#### DATA SHOWN

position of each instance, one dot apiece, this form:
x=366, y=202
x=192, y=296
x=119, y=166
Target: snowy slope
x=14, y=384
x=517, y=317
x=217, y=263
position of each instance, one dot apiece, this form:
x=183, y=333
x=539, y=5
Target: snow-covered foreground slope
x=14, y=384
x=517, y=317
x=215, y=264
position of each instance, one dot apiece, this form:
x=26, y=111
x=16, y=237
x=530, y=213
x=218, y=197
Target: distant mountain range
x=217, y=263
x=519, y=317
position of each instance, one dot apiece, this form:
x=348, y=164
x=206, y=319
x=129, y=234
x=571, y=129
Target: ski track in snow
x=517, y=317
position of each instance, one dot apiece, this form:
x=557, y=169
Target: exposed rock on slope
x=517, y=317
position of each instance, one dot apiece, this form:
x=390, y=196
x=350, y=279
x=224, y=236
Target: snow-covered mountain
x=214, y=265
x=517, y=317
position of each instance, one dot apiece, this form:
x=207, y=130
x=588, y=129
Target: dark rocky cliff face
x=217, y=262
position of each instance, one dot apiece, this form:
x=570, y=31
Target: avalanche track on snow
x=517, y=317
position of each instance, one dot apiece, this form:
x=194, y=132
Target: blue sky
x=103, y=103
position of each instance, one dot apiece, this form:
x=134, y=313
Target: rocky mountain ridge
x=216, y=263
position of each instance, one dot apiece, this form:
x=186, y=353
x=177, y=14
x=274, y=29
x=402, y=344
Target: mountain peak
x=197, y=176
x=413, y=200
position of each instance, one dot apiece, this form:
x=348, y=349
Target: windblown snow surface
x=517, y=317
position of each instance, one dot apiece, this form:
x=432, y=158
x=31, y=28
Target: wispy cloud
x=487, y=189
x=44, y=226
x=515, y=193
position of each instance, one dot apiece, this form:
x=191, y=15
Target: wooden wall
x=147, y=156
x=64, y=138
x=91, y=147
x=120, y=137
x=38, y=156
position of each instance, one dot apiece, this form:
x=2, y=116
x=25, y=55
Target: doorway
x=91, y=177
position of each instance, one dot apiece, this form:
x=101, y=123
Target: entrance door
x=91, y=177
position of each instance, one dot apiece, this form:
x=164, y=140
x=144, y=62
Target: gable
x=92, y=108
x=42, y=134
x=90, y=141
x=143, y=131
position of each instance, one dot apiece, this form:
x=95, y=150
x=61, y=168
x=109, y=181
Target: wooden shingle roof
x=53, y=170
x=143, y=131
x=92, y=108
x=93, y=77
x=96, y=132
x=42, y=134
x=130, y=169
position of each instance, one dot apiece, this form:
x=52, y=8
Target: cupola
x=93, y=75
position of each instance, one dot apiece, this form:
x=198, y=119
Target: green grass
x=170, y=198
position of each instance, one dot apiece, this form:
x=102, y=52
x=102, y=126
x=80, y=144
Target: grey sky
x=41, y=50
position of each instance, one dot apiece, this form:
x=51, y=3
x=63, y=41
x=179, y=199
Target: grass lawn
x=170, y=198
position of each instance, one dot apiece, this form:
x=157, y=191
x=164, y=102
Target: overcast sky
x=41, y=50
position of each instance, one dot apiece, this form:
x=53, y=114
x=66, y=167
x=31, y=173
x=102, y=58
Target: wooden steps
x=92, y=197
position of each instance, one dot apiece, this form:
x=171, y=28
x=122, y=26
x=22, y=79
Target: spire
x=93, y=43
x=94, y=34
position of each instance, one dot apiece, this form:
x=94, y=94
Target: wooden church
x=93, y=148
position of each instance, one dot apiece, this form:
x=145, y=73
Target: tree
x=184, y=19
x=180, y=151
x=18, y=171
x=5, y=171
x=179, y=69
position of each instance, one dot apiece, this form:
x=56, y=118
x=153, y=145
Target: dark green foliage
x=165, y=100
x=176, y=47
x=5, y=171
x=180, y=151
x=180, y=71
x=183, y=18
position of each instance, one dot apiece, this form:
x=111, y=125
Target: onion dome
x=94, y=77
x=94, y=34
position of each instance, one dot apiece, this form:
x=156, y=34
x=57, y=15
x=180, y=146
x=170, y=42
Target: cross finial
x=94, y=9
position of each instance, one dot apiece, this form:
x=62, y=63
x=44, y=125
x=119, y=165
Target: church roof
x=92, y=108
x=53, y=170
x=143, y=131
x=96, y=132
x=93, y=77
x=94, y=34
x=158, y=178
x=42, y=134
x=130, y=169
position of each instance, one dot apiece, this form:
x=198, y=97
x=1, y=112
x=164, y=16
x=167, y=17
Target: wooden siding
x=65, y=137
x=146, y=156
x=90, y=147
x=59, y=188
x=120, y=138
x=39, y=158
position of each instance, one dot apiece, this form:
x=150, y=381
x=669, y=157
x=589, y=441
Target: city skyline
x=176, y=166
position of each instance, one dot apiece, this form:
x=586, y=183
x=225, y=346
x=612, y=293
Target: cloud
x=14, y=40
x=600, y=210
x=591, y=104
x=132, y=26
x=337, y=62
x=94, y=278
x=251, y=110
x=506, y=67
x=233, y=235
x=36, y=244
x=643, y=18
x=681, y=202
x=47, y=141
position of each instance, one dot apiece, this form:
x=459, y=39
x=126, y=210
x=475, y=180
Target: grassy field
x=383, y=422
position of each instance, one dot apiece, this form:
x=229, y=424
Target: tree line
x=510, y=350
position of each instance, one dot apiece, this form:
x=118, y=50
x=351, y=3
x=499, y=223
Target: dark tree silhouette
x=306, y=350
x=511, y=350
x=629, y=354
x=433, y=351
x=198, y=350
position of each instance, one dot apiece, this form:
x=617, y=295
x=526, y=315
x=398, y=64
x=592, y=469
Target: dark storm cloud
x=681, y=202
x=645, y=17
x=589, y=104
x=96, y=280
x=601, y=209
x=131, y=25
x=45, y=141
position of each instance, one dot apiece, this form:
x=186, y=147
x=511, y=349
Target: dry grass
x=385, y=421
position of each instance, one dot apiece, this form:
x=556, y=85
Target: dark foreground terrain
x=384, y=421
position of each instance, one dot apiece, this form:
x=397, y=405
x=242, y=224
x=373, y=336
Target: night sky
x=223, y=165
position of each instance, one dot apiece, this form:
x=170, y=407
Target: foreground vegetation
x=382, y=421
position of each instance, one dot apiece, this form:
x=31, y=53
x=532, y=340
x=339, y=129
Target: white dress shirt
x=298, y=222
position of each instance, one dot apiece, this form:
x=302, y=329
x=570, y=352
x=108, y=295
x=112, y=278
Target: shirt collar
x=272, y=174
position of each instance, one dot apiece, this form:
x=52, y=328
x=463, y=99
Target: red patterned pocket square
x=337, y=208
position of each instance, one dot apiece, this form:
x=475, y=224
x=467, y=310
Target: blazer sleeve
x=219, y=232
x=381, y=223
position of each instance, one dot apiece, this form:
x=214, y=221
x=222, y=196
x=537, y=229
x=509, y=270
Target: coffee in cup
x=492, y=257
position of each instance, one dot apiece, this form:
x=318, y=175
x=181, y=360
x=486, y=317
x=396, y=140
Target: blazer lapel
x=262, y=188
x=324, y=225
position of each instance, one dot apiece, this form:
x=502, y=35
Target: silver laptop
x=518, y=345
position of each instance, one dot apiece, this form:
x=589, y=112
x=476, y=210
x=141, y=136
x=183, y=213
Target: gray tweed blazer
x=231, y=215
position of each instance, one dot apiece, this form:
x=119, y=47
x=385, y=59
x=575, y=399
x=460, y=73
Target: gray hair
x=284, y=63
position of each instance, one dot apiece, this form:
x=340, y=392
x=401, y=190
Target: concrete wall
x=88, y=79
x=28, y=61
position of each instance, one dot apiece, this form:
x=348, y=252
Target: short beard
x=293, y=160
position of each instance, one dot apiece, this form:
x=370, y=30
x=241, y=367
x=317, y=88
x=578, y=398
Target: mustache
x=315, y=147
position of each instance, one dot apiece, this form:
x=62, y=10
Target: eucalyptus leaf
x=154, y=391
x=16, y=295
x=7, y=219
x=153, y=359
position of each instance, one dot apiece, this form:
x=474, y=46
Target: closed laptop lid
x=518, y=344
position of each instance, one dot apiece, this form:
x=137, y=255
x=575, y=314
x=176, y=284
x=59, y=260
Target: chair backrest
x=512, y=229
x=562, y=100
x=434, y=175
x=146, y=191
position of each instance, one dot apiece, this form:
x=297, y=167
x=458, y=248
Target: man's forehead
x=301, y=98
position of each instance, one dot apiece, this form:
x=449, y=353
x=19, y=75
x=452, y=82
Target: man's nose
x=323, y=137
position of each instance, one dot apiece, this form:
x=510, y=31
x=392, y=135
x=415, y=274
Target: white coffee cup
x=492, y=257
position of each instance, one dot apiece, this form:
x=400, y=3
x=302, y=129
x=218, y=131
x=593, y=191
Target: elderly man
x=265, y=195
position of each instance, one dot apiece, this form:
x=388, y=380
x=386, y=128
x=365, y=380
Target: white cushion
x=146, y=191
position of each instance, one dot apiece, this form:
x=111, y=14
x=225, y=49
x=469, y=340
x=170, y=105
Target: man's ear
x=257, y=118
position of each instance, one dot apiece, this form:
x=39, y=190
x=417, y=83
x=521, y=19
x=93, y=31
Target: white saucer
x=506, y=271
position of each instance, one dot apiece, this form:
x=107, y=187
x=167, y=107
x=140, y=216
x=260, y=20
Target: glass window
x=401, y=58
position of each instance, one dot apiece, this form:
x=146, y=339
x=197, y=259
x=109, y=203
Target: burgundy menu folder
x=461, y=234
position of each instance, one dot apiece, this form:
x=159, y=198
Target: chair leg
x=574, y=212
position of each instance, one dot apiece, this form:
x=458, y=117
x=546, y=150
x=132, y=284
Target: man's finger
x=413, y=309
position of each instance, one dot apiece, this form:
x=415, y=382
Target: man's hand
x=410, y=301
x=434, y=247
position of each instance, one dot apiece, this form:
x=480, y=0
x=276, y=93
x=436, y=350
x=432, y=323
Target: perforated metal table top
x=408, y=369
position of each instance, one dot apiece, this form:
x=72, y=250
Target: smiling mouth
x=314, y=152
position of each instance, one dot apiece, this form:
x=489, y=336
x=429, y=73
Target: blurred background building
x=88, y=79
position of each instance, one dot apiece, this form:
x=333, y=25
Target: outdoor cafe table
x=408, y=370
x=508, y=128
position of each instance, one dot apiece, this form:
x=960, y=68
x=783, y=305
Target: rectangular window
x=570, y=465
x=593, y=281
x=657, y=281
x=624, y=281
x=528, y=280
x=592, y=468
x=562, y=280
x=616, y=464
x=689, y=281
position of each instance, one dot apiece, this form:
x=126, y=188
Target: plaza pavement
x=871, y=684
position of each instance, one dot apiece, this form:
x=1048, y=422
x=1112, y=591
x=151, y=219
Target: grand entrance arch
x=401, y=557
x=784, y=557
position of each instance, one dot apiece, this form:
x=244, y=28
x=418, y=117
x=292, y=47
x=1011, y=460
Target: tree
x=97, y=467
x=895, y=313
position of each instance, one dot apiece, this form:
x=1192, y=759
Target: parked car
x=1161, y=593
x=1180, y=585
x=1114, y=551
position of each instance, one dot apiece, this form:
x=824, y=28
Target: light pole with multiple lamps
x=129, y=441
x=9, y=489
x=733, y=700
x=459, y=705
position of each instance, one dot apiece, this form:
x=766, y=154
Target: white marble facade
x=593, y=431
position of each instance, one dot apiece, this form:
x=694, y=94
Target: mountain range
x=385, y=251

########

• AIM
Count how many lines of the data above contain the string "entrance", treating uppercase and lowercase as different, and give only that number.

• REPLY
2